Text extract:
++++++

I do not appear to have got savings from my attempt to replicate your approach as yet and seem to require further guidance. The tests I have tried with the first formula are based upon 4 rows of 1000 random values, which I sort or accumulate row by row. In each case my attempt to replicate your 1st formula performs much the same as REDUCE/HSTACK rather than accumulating or sorting the 2D array as a single hit.

The second formula looks promising applied to the Fibonacci series but I have yet to extract the ideas to apply them to other problems.
Lori - array of arrays.xlsx244 KB
SergeiBaklan
Diamond Contributor
Aug 18, 2023
lori_m

That's a great solution generating set of {next, prev} arrays with MMULT and map it on next only. I like it more than with list one, perhaps since it's more straightforward.
lori_m
Iron Contributor
Aug 18, 2023
mtarler
Your description looks pretty much spot on, I guess you are coming from vba or other imperative programming background so are converting to loops. In the functional world one only needs functions and values - even arrays can be treated as functions like in the 'list' function. In your MAP equivalent one could pass a second argument of column indices {1,2} to return both columns. BYROW was used for the single column case only because it removed an extra lambda.

A key point I hadn't fully appreciated before was that wrapping LAMBDA around an expression causes re-evaluation for each function call, this can cause a big slowdown for example within SCAN. If lambda arguments are evaluated using LET in advance, performance can improve dramatically.
mtarler
Silver Contributor
Aug 17, 2023
lori_mthis is awesome. I took a bit of time to study this solution as THUNKs in general have been a concept I have brushed with but don't feel I have fully grounded functional grasp of. So I keep a cheat cheat of various useful functions and links and notes and such and wrote this up. I hope a) to get feedback that my personal descriptions of what is happening is correct and maybe b) some help to others that may be struggling with this concept as well.
so concept of a THUNK function is basically using LAMBDA as a pointer to a value, array or function
here are 2 concepts using this for Fibonacci Sequence creation and 'bypassing' array of arrays issue in a faster way (from lori_m )
| =MAP(SCAN(
| LAMBDA({0, 1}),
| SEQUENCE(1000),
| LAMBDA(thunk, i, LET(fib, MMULT(thunk(), {1, 1; 1, 0}), LAMBDA(fib)))
| ),
| LAMBDA(thunk, INDEX(thunk(), 1)))
So the scan starts with and passes a LAMBDA pointer each loop and each case is a 1x2 array (new val, old val)
Then the MAP is passed all those LAMBDAs/pointers and returns a single value for each (index) and hence a valid output
| =LET(list, LAMBDA(array, LAMBDA(i, INDEX(array, i))),
| BYROW(
| 1,
| SCAN(
| list({0, 1}),
| SEQUENCE(1000),
| LAMBDA(a, i, LET(fib, MMULT(a(0), {1, 1; 1, 0}), list(fib)))
| )))

++++++

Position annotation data
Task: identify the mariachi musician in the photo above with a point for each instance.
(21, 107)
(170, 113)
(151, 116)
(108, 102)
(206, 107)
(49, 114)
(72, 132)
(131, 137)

++++++

To do: In the forum thread, what happens when LAMBDA is wrapped around an expression? This data is separate material, unrelated to the forum thread.

Full response: It causes re-evaluation for each function call.